→ **What you will do**
All entries must be extracted exactly, with nothing added or dropped.
<<<<
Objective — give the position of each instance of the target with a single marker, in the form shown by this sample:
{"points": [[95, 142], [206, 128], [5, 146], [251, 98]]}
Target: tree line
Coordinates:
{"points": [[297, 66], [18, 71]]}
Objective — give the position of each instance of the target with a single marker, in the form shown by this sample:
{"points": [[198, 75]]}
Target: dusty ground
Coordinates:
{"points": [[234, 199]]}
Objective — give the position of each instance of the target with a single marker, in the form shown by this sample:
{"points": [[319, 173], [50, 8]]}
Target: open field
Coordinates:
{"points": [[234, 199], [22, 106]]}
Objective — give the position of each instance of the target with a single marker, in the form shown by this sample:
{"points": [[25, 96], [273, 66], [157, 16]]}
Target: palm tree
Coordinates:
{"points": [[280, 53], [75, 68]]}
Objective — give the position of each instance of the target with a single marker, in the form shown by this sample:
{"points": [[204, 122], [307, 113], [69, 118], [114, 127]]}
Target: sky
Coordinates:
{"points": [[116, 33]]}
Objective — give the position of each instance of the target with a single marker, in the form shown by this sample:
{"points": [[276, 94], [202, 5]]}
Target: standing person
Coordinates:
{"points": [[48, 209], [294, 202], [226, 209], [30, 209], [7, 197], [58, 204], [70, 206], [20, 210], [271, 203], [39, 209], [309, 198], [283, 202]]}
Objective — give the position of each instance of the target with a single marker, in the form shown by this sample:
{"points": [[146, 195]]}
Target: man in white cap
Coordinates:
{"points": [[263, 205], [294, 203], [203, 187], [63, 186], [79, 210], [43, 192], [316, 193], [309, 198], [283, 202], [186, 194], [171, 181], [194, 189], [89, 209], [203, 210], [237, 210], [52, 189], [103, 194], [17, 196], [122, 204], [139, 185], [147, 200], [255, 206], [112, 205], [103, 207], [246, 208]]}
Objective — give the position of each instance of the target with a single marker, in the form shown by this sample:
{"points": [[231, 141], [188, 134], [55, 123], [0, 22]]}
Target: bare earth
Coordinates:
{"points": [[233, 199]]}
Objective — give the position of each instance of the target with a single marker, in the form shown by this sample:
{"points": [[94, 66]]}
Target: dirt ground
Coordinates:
>>>>
→ **Complete answer**
Objective — give the position of each instance of the target with a single marker, in the form shown by this sample:
{"points": [[95, 142], [206, 128], [5, 146], [251, 98]]}
Target: tree line
Coordinates:
{"points": [[297, 66], [18, 71]]}
Objective — give the position of each instance of the target with a single marker, in the form shown by this sample:
{"points": [[198, 75]]}
Target: dusty ground
Coordinates:
{"points": [[234, 199]]}
Objective — give the position of each instance of the target with a single marker, in the form shown by this sample:
{"points": [[319, 173], [50, 8]]}
Target: open field
Coordinates:
{"points": [[234, 199], [22, 106]]}
Objective — give the position of each instance of the target with a single marker, in the form shown by this sample:
{"points": [[25, 96], [273, 66], [157, 16]]}
Target: palm tree
Coordinates:
{"points": [[280, 53], [75, 68]]}
Objective — give the position of each instance of the target with a single marker, in the form shown by this sample:
{"points": [[204, 122], [307, 113], [69, 118], [114, 127]]}
Target: sky
Coordinates:
{"points": [[116, 33]]}
Objective — give the position of each instance of the target with a single marker, in the form shown by this sample:
{"points": [[276, 94], [202, 5]]}
Target: standing person
Coordinates:
{"points": [[48, 209], [294, 202], [226, 209], [30, 209], [7, 197], [58, 204], [70, 206], [20, 210], [271, 203], [39, 209], [309, 198], [283, 202]]}
Objective — give the position of each instance of the target with a single marker, in the form shown by this sample:
{"points": [[146, 195]]}
Target: man in white cap
Coordinates:
{"points": [[263, 205], [294, 203], [203, 187], [63, 186], [79, 210], [43, 192], [316, 193], [309, 198], [283, 202], [186, 194], [171, 181], [194, 189], [89, 209], [203, 210], [237, 210], [52, 189], [103, 194], [17, 196], [122, 204], [139, 185], [147, 200], [255, 206], [112, 205], [103, 207], [246, 208]]}
Objective — give the position of each instance of the target with a single marker, in the form shown by this sample:
{"points": [[231, 141], [188, 134], [55, 123], [0, 22]]}
Target: bare earth
Coordinates:
{"points": [[233, 199]]}
Objective — give the position of each instance of the target with a single marker, in the form shown by this sample:
{"points": [[94, 66]]}
Target: dirt ground
Coordinates:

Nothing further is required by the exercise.